Speed Reads

Foreign interference

Unemployment fraud during the pandemic has reportedly funneled billions to foreign crime syndicates

Your COVID-19 unemployment check may have ended up overseas — and not because you bought too many shirts from Zara during lockdown. 

A Thursday report from Axios estimates up to $400 billion in unemployment fraud during the pandemic, with the "bulk of the money likely [ending] in the hands of foreign crime syndicates." Some, however, are understandably skeptical of the numbers.

Blake Hall, CEO of fraud-prevention company ID.me, claims as much as 50 percent "of all unemployment monies might have been stolen," with a supposed 70 percent going to "criminal syndicates in China, Nigeria, Russia, and elsewhere," per Haywood Talcove, CEO of LexisNexis Risk Solutions. Such an element of foreign interference makes this not only a matter of theft, Axios writes, but of national security.

Once-"rare" unemployment claims weren't typically regarded by crime syndicates as worthwhile — but as the pandemic progressed and jobless claims hit unprecedented levels last April, unemployment "became where the big money was." Now, Axios reports, fraud service is offered on the dark web, most frequently targeting the states lacking the ability to detect it.
####
- [ACTIVITY LIST]
1. Decide whether each statement agrees with the article on pandemic unemployment fraud, answering yes or no and quoting the words that decide it: (a) Axios estimates up to $400 billion in unemployment fraud during the pandemic. (b) Blake Hall is CEO of LexisNexis Risk Solutions. (c) Fraud service on the dark web most often targets states best equipped to detect it.
2. Pick up the article on pandemic unemployment fraud after its last sentence and keep writing it.
The lines have no connection to the article on pandemic unemployment fraud.

- [SOURCE MATERIAL]
####
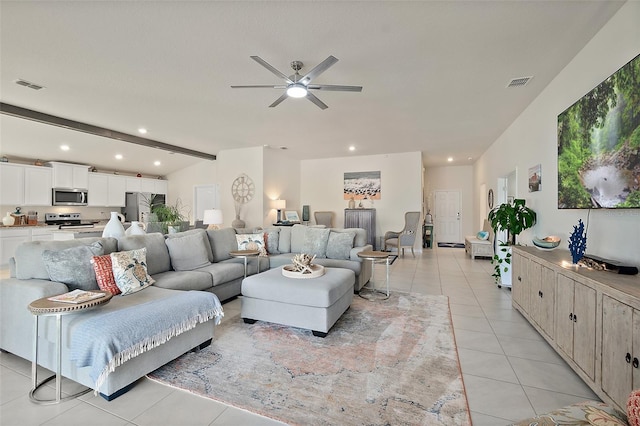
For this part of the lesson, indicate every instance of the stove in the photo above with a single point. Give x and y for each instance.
(66, 220)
####
- [RESPONSES]
1.
(a) Yes: "A Thursday report from Axios estimates up to $400 billion in unemployment fraud during the pandemic"
(b) No: "Blake Hall, CEO of fraud-prevention company ID.me"
(c) No: "most frequently targeting the states lacking the ability to detect it"

2.
Maryland Gov. Larry Hogan (R) said the state uncovered a "massive criminal enterprise involving fraudulent unemployment claims" last year. He added that over "90 percent of claims flagged in Maryland" are later labeled as fraudulent.

Skeptics, however, have otherwise flagged a lack of evidence to support Axios' "huge claim," especially as the story's main source — Blake Hall — has a stake in the anti-fraud business. 

Despite a muddled consensus as to exact scope, this is "not the first reported instance of stimulus money ending up in the wrong hands," Insider reports, and, if anything, just underscores the need for robust fraud detection services nationwide. The White House indicated unemployment fraud is "one of the most serious challenges" it's dealing with.